WHAT TO WORK ON:
**a.** Answer these questions from the memoir excerpt about taking over Dave's business:
(i) How many young children did the writer have?
(ii) What did Dave run while he was still helping the writer?
(iii) How much of its value did the stock market lose in one day in October 1987?
**b.** List every person the memoir excerpt about taking over Dave's business names by first name.
**c.** Extend the memoir excerpt about taking over Dave's business, picking up after its last line.

PROVIDED TEXT:
============================================================

I had always been an employee of one sort or another, whether as a teacher or a portfolio manager, and had come from a long line of employees, so the whole idea of going out on my own and actually running an enterprise was, well, rather scary. I had three young children and a mortgage. I have never been very good at disguising my feelings; certainly I wasn’t then. Dave sensed my state of near-panic, and was patient and kind and supportive in the early months. Even while running the Treasury Department of the State of Pennsylvania, he always had time for me, whether it was the broken postal meter or a non-performing stock. But there never was any doubt that Dave had left the business. He had no formal ties, only those of a friend. Nevertheless, I left Dave’s name on the masthead of the business to show my gratitude—and also in all honesty maybe to get some business from the State of Pennsylvania. The gratitude was for real and I hope Dave knew that; as for the state business, I got audited instead. Yes, the Republican-controlled House (Dave was a life-long Democrat) audited us. Lisa got us through with flying colors. In any event, for the next twenty-five years, both Dave and his wife Ann were unsparing in their kindness and generosity to me, Lisa and the rest of those in the firm.
One last word. Over my years in the industry I have learned that one’s clients tend to be reflections of oneself. I suppose it makes sense: someone interested in swinging for the fence would not be comfortable with a prudentially-minded value investor, or vice versa. I say this because Dave’s clients, who became my clients, were a remarkable group of smart people. I can tell lots of stories about their perspective and patience and grace under fire, but I will tell just one. In October 1987 the stock market crashed, losing a quarter of its value in a single day. To describe the atmosphere as catastrophic does not exaggerate the terror that most investors felt in the days following October 19. Insofar as I had just taken over from Dave, I thought I should call clients and reassure them. They reassured me. I remember one call in particular. It went this way:
“Well,” said Dave’s client who now was my client, “I came into the world naked and I supposed I can go out that way.”

============================================================

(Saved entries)
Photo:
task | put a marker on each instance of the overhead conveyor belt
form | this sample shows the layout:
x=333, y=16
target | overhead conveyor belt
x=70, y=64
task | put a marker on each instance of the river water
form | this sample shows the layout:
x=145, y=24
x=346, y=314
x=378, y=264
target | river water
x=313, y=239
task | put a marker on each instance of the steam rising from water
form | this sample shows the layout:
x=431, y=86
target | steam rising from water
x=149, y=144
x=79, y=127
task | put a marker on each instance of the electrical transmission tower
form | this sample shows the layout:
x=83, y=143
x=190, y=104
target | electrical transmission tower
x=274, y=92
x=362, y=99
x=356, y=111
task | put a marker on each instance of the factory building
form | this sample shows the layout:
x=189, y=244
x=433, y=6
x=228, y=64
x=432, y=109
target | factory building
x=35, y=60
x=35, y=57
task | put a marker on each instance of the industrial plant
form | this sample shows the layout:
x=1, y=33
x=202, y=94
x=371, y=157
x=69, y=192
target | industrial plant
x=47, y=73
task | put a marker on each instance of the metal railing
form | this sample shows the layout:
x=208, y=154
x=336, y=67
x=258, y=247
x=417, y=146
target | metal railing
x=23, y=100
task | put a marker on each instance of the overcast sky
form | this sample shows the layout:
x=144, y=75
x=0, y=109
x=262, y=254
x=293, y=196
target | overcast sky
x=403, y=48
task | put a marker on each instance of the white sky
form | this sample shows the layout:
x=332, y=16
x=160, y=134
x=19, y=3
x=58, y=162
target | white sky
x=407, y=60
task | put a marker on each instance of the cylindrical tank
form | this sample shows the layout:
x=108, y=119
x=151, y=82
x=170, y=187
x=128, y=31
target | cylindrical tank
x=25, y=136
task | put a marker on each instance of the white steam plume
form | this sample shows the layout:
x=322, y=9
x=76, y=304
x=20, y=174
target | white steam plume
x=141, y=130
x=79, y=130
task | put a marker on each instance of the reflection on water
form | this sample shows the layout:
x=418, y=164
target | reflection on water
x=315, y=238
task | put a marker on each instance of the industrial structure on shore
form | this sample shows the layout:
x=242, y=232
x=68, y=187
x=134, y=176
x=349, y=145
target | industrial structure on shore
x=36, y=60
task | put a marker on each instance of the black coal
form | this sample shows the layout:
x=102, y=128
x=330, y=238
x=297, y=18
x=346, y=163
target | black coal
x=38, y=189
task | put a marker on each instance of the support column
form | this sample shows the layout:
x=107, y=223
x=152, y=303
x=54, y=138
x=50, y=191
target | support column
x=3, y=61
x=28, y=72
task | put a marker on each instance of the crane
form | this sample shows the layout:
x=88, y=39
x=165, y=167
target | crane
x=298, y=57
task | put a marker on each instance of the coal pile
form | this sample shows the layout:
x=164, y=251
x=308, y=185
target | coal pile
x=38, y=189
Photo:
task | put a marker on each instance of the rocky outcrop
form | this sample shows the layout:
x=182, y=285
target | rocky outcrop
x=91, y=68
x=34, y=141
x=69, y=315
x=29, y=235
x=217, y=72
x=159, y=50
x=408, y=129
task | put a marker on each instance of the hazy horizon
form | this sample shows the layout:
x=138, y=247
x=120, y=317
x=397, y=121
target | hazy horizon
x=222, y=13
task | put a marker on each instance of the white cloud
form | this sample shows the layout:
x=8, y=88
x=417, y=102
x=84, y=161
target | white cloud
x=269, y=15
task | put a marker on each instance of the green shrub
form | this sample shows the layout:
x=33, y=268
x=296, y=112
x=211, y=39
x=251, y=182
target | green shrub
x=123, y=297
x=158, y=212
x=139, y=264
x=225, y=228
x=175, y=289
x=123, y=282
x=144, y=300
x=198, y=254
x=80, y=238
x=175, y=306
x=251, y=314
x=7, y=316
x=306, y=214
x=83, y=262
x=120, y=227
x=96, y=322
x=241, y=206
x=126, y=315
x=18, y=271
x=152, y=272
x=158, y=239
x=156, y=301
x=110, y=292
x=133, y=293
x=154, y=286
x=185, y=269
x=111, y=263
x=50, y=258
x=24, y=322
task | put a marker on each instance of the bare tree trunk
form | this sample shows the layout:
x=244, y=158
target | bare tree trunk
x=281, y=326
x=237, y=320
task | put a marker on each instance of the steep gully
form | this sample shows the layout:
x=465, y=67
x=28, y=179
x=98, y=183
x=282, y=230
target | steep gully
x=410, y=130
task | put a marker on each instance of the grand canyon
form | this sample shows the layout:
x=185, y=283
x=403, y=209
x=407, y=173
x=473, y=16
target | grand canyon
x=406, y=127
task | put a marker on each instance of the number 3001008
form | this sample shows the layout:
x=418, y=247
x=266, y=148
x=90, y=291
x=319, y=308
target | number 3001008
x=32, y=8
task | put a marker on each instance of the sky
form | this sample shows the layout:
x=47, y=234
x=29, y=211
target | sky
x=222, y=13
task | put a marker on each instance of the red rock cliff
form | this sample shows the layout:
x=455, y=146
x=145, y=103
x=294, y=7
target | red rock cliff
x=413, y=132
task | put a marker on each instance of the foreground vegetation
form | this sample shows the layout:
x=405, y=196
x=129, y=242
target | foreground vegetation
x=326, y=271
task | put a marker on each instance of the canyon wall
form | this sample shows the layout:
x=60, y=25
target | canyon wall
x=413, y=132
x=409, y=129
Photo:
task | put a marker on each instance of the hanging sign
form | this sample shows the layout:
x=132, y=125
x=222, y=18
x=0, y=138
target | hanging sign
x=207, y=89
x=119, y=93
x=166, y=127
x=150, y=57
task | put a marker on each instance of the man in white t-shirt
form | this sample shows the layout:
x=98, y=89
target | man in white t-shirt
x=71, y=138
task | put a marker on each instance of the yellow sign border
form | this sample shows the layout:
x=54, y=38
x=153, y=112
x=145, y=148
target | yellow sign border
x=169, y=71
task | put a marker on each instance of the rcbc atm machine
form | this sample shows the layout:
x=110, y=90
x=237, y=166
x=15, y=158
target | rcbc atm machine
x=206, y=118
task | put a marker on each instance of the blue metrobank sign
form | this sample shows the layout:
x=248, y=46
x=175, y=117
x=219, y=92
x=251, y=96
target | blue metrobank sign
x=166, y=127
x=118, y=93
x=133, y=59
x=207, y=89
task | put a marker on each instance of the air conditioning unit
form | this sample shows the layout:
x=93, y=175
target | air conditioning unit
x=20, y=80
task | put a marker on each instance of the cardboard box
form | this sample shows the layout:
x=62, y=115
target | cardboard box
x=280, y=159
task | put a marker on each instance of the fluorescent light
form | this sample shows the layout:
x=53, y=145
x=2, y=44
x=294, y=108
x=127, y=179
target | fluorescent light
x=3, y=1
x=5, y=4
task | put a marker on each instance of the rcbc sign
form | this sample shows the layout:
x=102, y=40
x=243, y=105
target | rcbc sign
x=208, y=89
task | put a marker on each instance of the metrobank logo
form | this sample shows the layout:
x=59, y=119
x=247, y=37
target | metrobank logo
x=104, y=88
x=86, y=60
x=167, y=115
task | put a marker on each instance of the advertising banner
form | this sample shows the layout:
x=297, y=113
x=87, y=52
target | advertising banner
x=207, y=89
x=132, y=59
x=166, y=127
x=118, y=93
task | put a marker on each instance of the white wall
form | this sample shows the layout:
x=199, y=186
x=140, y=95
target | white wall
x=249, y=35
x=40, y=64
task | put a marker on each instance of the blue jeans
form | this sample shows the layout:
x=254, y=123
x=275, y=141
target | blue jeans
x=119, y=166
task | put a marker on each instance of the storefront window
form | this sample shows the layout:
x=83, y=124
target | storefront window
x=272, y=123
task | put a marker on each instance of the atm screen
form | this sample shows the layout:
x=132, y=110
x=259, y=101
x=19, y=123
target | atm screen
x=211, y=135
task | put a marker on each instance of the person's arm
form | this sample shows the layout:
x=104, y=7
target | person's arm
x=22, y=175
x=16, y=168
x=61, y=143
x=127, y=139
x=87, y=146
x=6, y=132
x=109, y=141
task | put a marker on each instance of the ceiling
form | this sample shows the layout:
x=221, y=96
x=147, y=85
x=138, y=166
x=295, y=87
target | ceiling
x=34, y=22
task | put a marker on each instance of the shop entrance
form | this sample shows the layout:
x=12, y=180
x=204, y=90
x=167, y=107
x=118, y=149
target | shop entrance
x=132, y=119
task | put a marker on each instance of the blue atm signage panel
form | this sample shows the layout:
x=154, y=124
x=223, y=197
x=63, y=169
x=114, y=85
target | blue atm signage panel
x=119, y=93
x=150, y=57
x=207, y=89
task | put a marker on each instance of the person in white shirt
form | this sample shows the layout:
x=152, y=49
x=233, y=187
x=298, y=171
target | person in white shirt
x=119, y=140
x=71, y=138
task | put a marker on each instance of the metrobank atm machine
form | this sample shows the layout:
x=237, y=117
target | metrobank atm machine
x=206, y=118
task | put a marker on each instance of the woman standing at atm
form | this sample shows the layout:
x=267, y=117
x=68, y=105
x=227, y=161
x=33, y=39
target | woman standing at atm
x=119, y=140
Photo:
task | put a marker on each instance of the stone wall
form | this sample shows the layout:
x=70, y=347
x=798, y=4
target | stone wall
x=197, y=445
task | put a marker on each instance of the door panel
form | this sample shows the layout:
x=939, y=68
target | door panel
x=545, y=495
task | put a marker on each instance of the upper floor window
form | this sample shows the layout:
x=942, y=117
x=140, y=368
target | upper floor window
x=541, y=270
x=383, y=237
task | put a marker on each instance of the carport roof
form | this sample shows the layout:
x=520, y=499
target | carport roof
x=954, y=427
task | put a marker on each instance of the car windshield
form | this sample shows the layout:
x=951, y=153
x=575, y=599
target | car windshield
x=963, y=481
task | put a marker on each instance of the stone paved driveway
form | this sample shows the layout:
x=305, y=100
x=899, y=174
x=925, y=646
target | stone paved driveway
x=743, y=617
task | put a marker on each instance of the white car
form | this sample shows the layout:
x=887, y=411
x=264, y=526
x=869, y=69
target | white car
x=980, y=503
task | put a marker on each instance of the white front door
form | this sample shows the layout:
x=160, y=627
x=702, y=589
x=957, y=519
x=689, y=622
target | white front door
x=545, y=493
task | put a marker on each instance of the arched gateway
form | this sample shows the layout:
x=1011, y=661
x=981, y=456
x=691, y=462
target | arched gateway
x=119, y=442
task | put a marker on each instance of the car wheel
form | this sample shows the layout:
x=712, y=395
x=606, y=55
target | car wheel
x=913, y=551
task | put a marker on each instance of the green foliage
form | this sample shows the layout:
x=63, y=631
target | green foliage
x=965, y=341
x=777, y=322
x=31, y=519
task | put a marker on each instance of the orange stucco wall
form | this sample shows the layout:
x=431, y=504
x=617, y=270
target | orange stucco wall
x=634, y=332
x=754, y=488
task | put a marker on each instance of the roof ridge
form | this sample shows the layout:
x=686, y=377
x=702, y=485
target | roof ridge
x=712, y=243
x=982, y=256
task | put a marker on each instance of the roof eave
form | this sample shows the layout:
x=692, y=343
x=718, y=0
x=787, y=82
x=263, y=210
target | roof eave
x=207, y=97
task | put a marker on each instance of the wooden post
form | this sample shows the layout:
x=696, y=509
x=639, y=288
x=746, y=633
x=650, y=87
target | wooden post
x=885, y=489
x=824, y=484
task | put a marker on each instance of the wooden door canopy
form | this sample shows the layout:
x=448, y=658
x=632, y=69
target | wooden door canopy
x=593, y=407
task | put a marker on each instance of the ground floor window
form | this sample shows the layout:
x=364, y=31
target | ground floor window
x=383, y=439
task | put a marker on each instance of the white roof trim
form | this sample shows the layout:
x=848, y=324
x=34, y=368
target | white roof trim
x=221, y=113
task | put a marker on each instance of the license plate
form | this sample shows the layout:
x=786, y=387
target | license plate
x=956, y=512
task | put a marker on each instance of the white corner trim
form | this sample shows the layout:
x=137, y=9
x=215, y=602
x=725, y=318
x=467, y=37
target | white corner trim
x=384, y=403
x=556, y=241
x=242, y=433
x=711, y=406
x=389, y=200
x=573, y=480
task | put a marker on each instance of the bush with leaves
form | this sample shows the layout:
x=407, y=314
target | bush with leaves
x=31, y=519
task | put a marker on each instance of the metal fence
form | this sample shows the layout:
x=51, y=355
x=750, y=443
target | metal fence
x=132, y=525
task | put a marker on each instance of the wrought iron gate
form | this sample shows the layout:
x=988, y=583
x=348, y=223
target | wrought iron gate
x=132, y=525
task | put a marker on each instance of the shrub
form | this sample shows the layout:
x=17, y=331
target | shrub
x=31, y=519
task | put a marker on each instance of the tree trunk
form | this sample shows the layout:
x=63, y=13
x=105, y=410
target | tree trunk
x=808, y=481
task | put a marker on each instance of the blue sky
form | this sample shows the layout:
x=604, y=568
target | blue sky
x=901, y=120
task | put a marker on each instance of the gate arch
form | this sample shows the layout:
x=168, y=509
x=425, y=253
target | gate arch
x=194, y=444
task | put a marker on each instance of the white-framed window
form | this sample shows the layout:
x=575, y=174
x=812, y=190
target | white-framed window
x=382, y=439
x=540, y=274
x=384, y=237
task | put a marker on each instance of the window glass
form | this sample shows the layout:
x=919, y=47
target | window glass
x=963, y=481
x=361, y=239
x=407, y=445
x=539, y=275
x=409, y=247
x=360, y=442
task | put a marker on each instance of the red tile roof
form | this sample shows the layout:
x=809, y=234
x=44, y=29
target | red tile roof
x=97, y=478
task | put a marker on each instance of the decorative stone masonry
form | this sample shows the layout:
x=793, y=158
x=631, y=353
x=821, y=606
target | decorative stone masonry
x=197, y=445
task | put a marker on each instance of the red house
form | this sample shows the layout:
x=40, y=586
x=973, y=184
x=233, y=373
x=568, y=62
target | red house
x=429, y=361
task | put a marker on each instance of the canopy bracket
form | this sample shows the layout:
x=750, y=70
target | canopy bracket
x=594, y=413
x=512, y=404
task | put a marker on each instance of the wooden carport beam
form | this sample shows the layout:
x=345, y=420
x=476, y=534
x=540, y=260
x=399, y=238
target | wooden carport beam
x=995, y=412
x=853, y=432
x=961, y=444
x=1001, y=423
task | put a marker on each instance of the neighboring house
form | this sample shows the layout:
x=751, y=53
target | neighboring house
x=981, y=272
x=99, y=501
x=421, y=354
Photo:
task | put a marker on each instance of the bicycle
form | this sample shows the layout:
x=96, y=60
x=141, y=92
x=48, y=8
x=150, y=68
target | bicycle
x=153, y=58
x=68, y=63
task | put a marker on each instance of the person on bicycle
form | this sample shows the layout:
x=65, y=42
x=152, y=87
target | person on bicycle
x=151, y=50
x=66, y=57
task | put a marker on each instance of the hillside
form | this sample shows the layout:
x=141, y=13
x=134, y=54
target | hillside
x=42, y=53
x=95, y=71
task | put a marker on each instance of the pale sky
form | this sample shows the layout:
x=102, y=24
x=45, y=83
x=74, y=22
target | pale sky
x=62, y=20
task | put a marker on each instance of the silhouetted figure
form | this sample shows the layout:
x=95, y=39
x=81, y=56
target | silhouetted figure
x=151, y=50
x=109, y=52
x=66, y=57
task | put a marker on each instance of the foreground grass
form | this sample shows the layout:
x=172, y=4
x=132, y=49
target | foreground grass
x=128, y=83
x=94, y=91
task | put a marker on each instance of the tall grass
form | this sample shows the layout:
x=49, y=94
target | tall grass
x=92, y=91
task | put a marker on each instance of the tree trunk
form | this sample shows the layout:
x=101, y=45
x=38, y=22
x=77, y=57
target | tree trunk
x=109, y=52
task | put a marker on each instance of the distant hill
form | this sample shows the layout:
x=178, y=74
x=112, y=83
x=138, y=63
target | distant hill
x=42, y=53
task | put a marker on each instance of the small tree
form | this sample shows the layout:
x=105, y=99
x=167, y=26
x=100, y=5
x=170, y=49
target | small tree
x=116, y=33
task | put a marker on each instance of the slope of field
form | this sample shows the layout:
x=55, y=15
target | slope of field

============================================================

LIST OF ANSWERS:
**a.**
(i) Three.
(ii) The Treasury Department of the State of Pennsylvania.
(iii) A quarter.

**b.** Dave, Lisa, Ann

**c.**
I am happy to report that that did not happen, not by a long shot. But that attitude, which I would characterize as poised and mature and long-term, was Dave’s work and it was universal among his clients, and it served them well as investors if not in other ways. So it was that Dave Greene was a great teacher and a great investment manager and a great friend, and I will miss him deeply.
G. Davis Greene died of cancer on September 2, 2012, at age 81. Requiescat in pace. Ours is a long-term loss.
Getting Crowded Around Here
Joining us recently in the research and marketing areas are Matthew O’Brien, Ph.D., and Paul Devine, Ph.D. Also joining us as operations manager is Karen Rothenberger. She does has over 25 years’ experience in the investment advisory business and is ready to answer any and all client questions regarding statements, income remittances, you name it.
And on a final note, a bittersweet one, Dodi Nolly decided to resign at the end of the quarter after 16 years of accomplished service to the firm. Dodi was the brains behind our transition from simple computer systems to complicated ones. Dodi was a great innovator for us, in addition to being a friendly voice to clients. We wish her well.